WORK ORDER »
Go through the records and extract every line with the word "clicks".

DATA TO EXAMINE »
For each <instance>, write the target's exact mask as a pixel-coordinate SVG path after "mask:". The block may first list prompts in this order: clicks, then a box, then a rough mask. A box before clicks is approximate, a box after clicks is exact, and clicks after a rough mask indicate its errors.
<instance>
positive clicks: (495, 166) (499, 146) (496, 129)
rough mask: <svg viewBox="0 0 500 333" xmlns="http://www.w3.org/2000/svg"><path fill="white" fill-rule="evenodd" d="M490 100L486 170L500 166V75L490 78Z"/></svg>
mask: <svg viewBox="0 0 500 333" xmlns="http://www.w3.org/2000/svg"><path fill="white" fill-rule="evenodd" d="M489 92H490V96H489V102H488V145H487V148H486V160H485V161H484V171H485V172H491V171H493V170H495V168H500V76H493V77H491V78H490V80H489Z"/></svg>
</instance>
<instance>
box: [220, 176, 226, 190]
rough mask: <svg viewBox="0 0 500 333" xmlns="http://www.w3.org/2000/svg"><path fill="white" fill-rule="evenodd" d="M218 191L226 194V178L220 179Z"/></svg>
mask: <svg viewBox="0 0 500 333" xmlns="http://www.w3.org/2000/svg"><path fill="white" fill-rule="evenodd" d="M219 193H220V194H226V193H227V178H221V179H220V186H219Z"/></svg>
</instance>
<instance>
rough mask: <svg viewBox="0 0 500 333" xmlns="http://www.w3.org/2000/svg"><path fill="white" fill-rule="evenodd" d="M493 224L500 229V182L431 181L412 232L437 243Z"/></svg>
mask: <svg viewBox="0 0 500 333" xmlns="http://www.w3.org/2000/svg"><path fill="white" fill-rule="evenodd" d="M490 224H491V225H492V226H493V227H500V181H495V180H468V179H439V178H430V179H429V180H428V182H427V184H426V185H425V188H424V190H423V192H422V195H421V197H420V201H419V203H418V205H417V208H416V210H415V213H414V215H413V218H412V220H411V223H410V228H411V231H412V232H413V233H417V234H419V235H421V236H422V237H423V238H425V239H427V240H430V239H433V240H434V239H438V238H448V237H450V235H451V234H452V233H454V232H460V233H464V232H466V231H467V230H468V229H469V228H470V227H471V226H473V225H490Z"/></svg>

PROBLEM SOLUTION »
For each <instance>, write the target's exact mask as a pixel-coordinate SVG path after "mask:". The block may first list prompts in this order: clicks, then a box, then a rough mask. A box before clicks is approximate, a box after clicks is exact, and clicks after a rough mask indicate its errors.
positive clicks: (495, 166) (499, 146) (496, 129)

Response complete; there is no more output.